*Document*.
Anthony Watts has done a fabulous job of documenting the issues with the surface temperature measurement network in the US, which one must remember is the best in the world.  Here is an example of the problems in the network. Another problem that Mr. Hansen and his crew are particularly guilty of is making a number of adjustments in the laboratory to historical temperature data that are poorly documented and have the result of increasing apparent warming.  These adjustments, that imply that surface temperature measurements are net biased on the low side, make zero sense given the surfacestations.org surveys and our intuition about urban heat biases.

What really got me thinking about this topic was this post by John Goetz the other day taking us step by step through the GISS methodology for “adjusting” historical temperature records  (By the way, this third party verification of Mr. Hansen’s methodology is only possible because pressure from folks like Steve McIntyre forced NASA to finally release their methodology for others to critique).

There is no good way to excerpt the post, except to say that when its done, one is left with a strong sense that the net result is not really meaningful in any way.  Sure, each step in the process might have some sort of logic behind it, but the end result is such a mess that its impossible to believe the resulting data have any relevance to any physical reality.  I argued the same thing here with this Tucson example.

*What this exercise asks*.
[A] Decide whether each statement agrees with the passage on temperature adjustments, answering yes or no and quoting the words that settle it: (i) the adjustments imply that surface temperature measurements are net biased on the low side; (ii) NASA released its methodology on its own initiative; (iii) John Goetz's post is easy to excerpt.
[B] Carry on the passage on temperature adjustments, picking up after its final sentence.

Data records:
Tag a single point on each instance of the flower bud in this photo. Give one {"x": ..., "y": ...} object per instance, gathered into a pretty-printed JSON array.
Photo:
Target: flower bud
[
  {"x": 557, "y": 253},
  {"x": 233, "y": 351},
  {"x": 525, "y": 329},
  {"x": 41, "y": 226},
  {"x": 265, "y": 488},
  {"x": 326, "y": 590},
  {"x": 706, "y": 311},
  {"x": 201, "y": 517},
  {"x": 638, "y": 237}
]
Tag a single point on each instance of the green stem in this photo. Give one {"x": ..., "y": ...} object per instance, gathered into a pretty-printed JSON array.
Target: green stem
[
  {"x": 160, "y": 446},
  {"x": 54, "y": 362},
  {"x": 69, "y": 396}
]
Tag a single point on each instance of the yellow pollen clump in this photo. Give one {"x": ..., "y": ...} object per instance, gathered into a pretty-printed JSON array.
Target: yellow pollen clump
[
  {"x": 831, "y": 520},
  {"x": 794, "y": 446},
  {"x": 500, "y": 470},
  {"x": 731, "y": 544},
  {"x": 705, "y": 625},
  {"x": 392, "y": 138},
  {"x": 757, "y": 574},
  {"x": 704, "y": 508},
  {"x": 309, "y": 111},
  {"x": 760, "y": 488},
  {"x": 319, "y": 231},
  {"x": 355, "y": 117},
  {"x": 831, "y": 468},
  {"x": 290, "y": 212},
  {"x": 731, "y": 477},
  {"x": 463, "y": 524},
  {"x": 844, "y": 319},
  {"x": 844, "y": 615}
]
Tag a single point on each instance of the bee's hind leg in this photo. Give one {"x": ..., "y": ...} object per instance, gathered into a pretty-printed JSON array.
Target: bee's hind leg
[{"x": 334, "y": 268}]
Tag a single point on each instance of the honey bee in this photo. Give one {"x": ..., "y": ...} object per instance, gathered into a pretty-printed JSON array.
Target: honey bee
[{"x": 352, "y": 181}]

*Expected responses*.
[A]
(i) Yes: "These adjustments, that imply that surface temperature measurements are net biased on the low side"
(ii) No: "pressure from folks like Steve McIntyre forced NASA to finally release their methodology"
(iii) No: "There is no good way to excerpt the post"

[B]
Satellites do have disadvantages, though I think these are minor compared to their advantages  (Most skeptics believe Mr. Hansen prefers the surface temperature record because of, not in spite of, its biases, as it is believed Mr. Hansen wants to use a data set that shows the maximum possible warming signal.  This is also consistent with the fact that Mr. Hansen’s historical adjustments tend to be opposite what most would intuit, adding to rather than offsetting urban biases).  Satellite disadvantages include:

  • They take readings of individual locations fewer times in a day than a surface temperature station might, but since most surface temperature records only use two temperatures a day (the high and low, which are averaged), this is mitigated somewhat.
  • They are less robust — a single failure in a satellite can prevent measuring the entire globe, where a single point failure in the surface temperature network is nearly meaningless.
  • We have less history in using these records, so there may be problems we don’t know about yet
  • We only have history back to 1979, so its not useful for very long term trend analysis.

This last point I want to address.  As I mentioned above, almost every climate variable we measure has a technological discontinuity in it.  Even temperature measurement has one between thermometers and more modern electronic sensors.  As an example, below is a NOAA chart on CO2 that shows such a data source splice:

Atmosphericcarbondioxide

I have zero influence in the climate field, but I would never-the-less propose that we begin to make the same data source splice with temperature.  It is as pointless continue to rely on surface temperature measurements as our primary metric of global warming as it is to rely on ship observations for sea ice extent.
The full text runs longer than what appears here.